▶ **Exercise brief**
Extract every line of the material below and reproduce each one verbatim, leaving out the pictures.

╭──

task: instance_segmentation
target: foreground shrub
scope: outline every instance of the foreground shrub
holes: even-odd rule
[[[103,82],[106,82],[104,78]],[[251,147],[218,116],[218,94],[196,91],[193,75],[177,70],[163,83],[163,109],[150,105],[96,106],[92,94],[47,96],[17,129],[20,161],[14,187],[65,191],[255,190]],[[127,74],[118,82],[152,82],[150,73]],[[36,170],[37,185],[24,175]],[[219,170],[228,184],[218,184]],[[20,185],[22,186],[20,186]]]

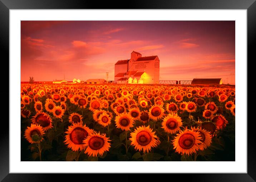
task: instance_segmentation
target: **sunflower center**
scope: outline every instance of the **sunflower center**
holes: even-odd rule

╰──

▶ **Exercise solution**
task: instance_segmentation
target: foreground shrub
scope: outline every instance of the foreground shrub
holes: even-odd rule
[[[103,82],[106,82],[104,78]],[[251,147],[218,116],[218,94],[196,91],[193,75],[177,70],[163,83],[163,109],[150,105],[96,106],[92,94],[47,96],[17,129],[20,161],[14,187],[65,191],[255,190]],[[127,74],[118,82],[152,82],[150,73]],[[36,170],[37,185],[24,175]],[[219,170],[228,184],[218,184]],[[20,185],[22,186],[20,186]]]

task: instance_segmentation
target: **sunflower center**
scope: outline every instance of the **sunflower center**
holes: even-odd rule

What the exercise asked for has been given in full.